## DATA LINES
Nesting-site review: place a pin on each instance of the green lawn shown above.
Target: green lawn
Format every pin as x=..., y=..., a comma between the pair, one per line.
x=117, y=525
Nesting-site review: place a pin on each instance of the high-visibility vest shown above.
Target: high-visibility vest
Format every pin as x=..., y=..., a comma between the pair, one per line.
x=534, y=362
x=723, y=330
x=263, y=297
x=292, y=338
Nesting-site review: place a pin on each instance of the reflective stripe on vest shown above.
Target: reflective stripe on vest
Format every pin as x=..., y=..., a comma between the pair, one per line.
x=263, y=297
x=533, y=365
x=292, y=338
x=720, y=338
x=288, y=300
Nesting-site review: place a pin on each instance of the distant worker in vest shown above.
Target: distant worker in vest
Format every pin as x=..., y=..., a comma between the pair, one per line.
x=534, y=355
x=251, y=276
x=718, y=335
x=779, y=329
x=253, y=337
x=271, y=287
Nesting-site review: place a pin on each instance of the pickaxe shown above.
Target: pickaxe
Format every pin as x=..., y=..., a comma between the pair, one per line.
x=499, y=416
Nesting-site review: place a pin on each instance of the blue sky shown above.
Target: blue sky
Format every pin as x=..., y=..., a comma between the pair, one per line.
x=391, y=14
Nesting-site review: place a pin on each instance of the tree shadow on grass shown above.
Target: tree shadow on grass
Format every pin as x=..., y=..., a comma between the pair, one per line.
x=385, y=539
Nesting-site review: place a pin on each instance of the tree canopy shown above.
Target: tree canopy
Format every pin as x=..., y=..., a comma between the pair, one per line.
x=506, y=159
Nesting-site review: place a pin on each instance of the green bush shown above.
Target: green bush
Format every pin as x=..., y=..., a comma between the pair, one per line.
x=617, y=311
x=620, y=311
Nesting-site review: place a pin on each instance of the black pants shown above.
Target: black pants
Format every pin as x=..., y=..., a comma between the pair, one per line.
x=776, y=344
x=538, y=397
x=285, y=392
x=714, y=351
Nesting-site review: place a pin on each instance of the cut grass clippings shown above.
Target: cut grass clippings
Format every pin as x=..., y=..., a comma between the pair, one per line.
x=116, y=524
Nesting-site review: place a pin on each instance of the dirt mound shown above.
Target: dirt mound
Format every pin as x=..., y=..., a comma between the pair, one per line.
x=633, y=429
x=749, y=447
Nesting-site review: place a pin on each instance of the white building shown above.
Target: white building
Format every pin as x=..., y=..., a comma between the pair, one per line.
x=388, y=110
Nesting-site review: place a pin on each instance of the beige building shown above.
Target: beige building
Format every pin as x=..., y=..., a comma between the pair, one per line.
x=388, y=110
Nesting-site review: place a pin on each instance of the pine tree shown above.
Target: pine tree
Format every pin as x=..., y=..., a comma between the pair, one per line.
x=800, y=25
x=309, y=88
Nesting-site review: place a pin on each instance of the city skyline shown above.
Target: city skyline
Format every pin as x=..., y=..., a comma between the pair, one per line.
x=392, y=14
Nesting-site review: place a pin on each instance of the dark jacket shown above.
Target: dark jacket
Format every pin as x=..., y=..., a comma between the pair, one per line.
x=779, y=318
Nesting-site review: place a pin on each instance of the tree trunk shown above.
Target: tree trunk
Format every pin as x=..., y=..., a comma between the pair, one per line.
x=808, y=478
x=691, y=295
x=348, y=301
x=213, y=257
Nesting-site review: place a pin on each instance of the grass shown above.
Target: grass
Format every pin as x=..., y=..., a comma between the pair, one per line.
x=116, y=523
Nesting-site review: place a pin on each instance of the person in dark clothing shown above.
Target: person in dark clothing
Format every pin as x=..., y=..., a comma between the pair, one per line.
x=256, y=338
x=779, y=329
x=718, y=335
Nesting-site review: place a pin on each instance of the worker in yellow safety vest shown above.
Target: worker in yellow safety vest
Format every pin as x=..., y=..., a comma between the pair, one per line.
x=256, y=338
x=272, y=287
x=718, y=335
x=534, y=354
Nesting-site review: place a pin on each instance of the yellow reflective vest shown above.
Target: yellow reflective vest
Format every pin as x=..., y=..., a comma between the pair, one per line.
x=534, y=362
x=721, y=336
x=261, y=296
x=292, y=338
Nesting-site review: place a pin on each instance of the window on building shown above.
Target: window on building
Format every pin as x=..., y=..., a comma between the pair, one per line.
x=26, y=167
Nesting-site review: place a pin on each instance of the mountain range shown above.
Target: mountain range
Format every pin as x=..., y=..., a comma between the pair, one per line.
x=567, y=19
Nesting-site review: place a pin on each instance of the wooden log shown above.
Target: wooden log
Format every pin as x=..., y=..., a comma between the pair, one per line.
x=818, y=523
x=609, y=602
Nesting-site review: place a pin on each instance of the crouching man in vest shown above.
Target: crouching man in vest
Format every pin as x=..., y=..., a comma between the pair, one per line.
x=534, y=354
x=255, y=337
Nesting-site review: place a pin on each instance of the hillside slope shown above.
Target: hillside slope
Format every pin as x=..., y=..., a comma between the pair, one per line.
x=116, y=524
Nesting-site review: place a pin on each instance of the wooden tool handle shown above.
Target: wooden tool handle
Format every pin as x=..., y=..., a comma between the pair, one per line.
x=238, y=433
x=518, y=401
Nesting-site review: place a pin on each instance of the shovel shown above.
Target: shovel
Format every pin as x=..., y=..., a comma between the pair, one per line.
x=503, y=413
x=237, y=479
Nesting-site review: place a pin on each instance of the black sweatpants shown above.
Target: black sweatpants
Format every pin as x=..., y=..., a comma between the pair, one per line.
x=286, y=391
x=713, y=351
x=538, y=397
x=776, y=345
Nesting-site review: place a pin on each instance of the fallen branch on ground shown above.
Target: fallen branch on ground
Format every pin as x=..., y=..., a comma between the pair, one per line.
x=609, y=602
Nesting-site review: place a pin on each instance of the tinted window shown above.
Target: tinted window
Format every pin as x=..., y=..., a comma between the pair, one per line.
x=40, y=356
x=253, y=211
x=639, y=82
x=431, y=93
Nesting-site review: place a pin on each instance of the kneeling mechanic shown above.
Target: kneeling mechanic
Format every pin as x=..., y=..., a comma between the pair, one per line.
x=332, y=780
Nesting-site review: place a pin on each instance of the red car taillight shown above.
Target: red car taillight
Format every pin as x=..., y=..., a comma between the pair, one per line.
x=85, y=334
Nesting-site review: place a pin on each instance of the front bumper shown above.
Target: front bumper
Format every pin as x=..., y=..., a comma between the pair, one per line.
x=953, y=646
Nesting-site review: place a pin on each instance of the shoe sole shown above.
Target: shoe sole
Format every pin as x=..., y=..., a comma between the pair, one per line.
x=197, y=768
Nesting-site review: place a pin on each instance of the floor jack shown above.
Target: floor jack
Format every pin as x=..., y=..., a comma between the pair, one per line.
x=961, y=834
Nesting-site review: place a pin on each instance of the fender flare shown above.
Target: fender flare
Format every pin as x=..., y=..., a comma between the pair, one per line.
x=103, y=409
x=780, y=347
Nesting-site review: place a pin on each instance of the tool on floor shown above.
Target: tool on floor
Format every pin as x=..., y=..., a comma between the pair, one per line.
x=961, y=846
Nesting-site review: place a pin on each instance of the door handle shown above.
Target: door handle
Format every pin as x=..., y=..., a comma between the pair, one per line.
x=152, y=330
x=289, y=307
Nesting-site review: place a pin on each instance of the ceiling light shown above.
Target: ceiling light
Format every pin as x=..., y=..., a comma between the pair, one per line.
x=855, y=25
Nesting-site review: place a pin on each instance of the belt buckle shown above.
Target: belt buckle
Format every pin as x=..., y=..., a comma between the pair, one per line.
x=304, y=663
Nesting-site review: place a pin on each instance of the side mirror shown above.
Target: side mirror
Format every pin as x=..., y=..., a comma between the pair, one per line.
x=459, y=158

## DIRECTIONS
Can you render every line of the listing above as a JSON list of strings, one string per line, with blank lines omitted?

## SOLUTION TO THIS TASK
[
  "Nesting-site review: place a pin on each instance of the green lawn shown above.",
  "Target: green lawn",
  "Format every pin as x=..., y=..., a comma between the pair, one per line.",
  "x=117, y=525",
  "Nesting-site review: place a pin on each instance of the high-visibility vest shown above.",
  "Target: high-visibility vest",
  "Format every pin as x=..., y=..., a comma between the pair, one per line.",
  "x=534, y=362",
  "x=723, y=330",
  "x=263, y=297",
  "x=292, y=338",
  "Nesting-site review: place a pin on each instance of the reflective stripe on vest shown above.",
  "Target: reflective stripe on vest",
  "Format every pin as x=..., y=..., a comma between the pair, one per line.",
  "x=263, y=297",
  "x=533, y=365",
  "x=292, y=338",
  "x=720, y=338",
  "x=288, y=300",
  "Nesting-site review: place a pin on each instance of the distant worker in vest shown above.",
  "Target: distant worker in vest",
  "Format every pin as x=..., y=..., a comma between the pair, one per line.",
  "x=534, y=355",
  "x=251, y=276",
  "x=718, y=335",
  "x=779, y=329",
  "x=253, y=337",
  "x=271, y=287",
  "Nesting-site review: place a pin on each instance of the pickaxe shown above.",
  "Target: pickaxe",
  "Format every pin as x=..., y=..., a comma between the pair, one per line.",
  "x=499, y=416",
  "Nesting-site review: place a pin on each instance of the blue sky shown above.",
  "Target: blue sky",
  "Format every pin as x=..., y=..., a comma between the pair, one per line.",
  "x=391, y=14",
  "Nesting-site review: place a pin on each instance of the tree shadow on grass shown above.",
  "Target: tree shadow on grass",
  "Format every pin as x=..., y=..., a comma between the pair, one per line.",
  "x=385, y=539",
  "Nesting-site review: place a pin on each instance of the tree canopy shown above.",
  "Target: tree canopy",
  "Format every pin as x=..., y=..., a comma between the pair, one per line.",
  "x=506, y=159",
  "Nesting-site review: place a pin on each instance of the green bush shown above.",
  "Target: green bush",
  "Format every pin as x=..., y=..., a comma between the pair, one per line.",
  "x=617, y=311",
  "x=620, y=311",
  "Nesting-site review: place a pin on each instance of the black pants shown above.",
  "Target: black pants",
  "Format every pin as x=..., y=..., a comma between the pair, one per line.",
  "x=776, y=344",
  "x=538, y=397",
  "x=285, y=392",
  "x=714, y=351",
  "Nesting-site review: place a pin on each instance of the cut grass clippings shown above.",
  "Target: cut grass clippings",
  "Format every pin as x=..., y=..., a comma between the pair, one per line.",
  "x=116, y=524",
  "Nesting-site review: place a pin on each instance of the dirt mound shown above.",
  "Target: dirt mound",
  "Format every pin as x=..., y=..., a comma between the pair, one per line.",
  "x=633, y=429",
  "x=749, y=447",
  "Nesting-site review: place a pin on each instance of the white building shown above.",
  "Target: white building",
  "Format every pin as x=..., y=..., a comma between the pair, one per line.",
  "x=388, y=110",
  "Nesting-site review: place a pin on each instance of the beige building shown above.",
  "Target: beige building",
  "Format every pin as x=..., y=..., a comma between the pair, one per line.",
  "x=388, y=110",
  "Nesting-site review: place a pin on each instance of the pine tree shown above.",
  "Target: pine tree",
  "Format every pin as x=..., y=..., a comma between the pair, one per line.",
  "x=800, y=25",
  "x=309, y=88",
  "Nesting-site review: place a pin on each instance of the city skyline shown above.",
  "Target: city skyline",
  "Format every pin as x=..., y=..., a comma between the pair, one per line.",
  "x=392, y=14",
  "Nesting-site review: place a pin on each instance of the dark jacket shown above.",
  "Target: dark jacket",
  "Format every pin as x=..., y=..., a comma between the pair, one per line.",
  "x=779, y=318",
  "Nesting-site review: place a pin on each instance of the tree trunk shown above.",
  "Target: tree trunk",
  "Format every pin as x=..., y=..., a comma between the pair, one per line.",
  "x=808, y=478",
  "x=691, y=295",
  "x=348, y=301",
  "x=213, y=257",
  "Nesting-site review: place a pin on each instance of the grass shown above.",
  "Target: grass",
  "Format every pin as x=..., y=..., a comma between the pair, one per line.",
  "x=116, y=523",
  "Nesting-site review: place a pin on each instance of the person in dark clothing shown above.",
  "Target: person in dark clothing",
  "Format every pin as x=..., y=..., a comma between the pair, one per line.",
  "x=256, y=338",
  "x=779, y=329",
  "x=718, y=335",
  "Nesting-site review: place a pin on each instance of the worker in yellow safety vest shown above.",
  "Target: worker in yellow safety vest",
  "Format every pin as x=..., y=..., a comma between the pair, one per line.",
  "x=256, y=338",
  "x=272, y=287",
  "x=718, y=335",
  "x=534, y=354",
  "Nesting-site review: place a pin on each instance of the yellow reflective vest shown above.",
  "Target: yellow reflective vest",
  "Format every pin as x=..., y=..., a comma between the pair, one per line.",
  "x=534, y=362",
  "x=721, y=336",
  "x=261, y=296",
  "x=292, y=338",
  "Nesting-site review: place a pin on each instance of the window on building shown above.",
  "Target: window on building",
  "Format every pin as x=..., y=..., a comma between the pair, one per line.",
  "x=26, y=167",
  "Nesting-site review: place a pin on each instance of the mountain range shown above.",
  "Target: mountain range",
  "Format every pin as x=..., y=..., a comma between the pair, one per line.",
  "x=567, y=19",
  "Nesting-site review: place a pin on each instance of the wooden log shown above.",
  "Target: wooden log",
  "Format every pin as x=..., y=..., a comma between the pair, one per line.",
  "x=818, y=523",
  "x=609, y=602",
  "Nesting-site review: place a pin on each instance of the crouching man in vest shown above.",
  "Target: crouching man in vest",
  "Format every pin as x=..., y=..., a comma between the pair, one per line.",
  "x=534, y=354",
  "x=255, y=337",
  "Nesting-site review: place a pin on each instance of the hillside slope shown above.",
  "Target: hillside slope",
  "Format every pin as x=..., y=..., a comma between the pair, one per line.",
  "x=116, y=524",
  "Nesting-site review: place a pin on each instance of the wooden tool handle shown above.",
  "Target: wooden tool handle",
  "Format every pin as x=..., y=..., a comma between the pair, one per line.",
  "x=238, y=433",
  "x=518, y=401",
  "Nesting-site review: place a pin on each instance of the shovel shown above.",
  "Target: shovel",
  "Format every pin as x=..., y=..., a comma between the pair, one per line.",
  "x=503, y=413",
  "x=237, y=479",
  "Nesting-site review: place a pin on each instance of the black sweatpants shown above.",
  "Target: black sweatpants",
  "Format every pin as x=..., y=..., a comma between the pair, one per line.",
  "x=286, y=391",
  "x=713, y=351",
  "x=538, y=397",
  "x=776, y=345",
  "Nesting-site review: place a pin on each instance of the fallen branch on ground shown above.",
  "Target: fallen branch on ground",
  "Format every pin as x=..., y=..., a comma between the pair, one per line.",
  "x=609, y=602",
  "Nesting-site review: place a pin on each instance of the tinted window shown above.",
  "Target: tinted window",
  "Format every pin as x=..., y=..., a comma between the pair, one per line.",
  "x=40, y=356",
  "x=253, y=211",
  "x=639, y=82",
  "x=431, y=93",
  "Nesting-site review: place a pin on each instance of the kneeling mechanic shown above.",
  "Target: kneeling mechanic",
  "Format every pin as x=..., y=..., a comma between the pair, one per line.",
  "x=332, y=780",
  "Nesting-site review: place a pin on each instance of the red car taillight shown above.",
  "Target: red car taillight",
  "Format every pin as x=..., y=..., a comma between the pair, one per line.",
  "x=85, y=334",
  "Nesting-site review: place a pin on each instance of the front bumper shown above.",
  "Target: front bumper",
  "Format every pin as x=..., y=..., a comma between the pair, one per line.",
  "x=953, y=646",
  "Nesting-site review: place a pin on each instance of the shoe sole shown above.",
  "Target: shoe sole",
  "Format every pin as x=..., y=..., a comma between the pair, one per line.",
  "x=197, y=768",
  "Nesting-site review: place a pin on each instance of the floor jack shown above.",
  "Target: floor jack",
  "Format every pin as x=..., y=..., a comma between the pair, one per line.",
  "x=961, y=834",
  "Nesting-site review: place a pin on each instance of the fender flare shown above.",
  "Target: fender flare",
  "Format every pin as x=..., y=..., a comma between the pair, one per line.",
  "x=103, y=409",
  "x=780, y=347",
  "Nesting-site review: place a pin on each instance of the tool on floor shown above.",
  "Target: tool on floor",
  "Format every pin as x=..., y=..., a comma between the pair, one per line.",
  "x=961, y=846",
  "Nesting-site review: place a pin on each instance of the door handle shown above.",
  "Target: door handle",
  "Format every pin as x=..., y=..., a comma between the pair, one per line.",
  "x=152, y=330",
  "x=289, y=307",
  "Nesting-site review: place a pin on each instance of the ceiling light shown above.",
  "Target: ceiling light",
  "Format every pin as x=..., y=..., a comma between the pair, one per line.",
  "x=855, y=25",
  "Nesting-site review: place a pin on each instance of the belt buckle shown above.",
  "Target: belt buckle",
  "Format every pin as x=..., y=..., a comma between the pair, one per line.",
  "x=304, y=663",
  "Nesting-site review: place a pin on each instance of the side mirror shown above.",
  "Target: side mirror",
  "Format every pin as x=..., y=..., a comma between the pair, one per line.",
  "x=459, y=158"
]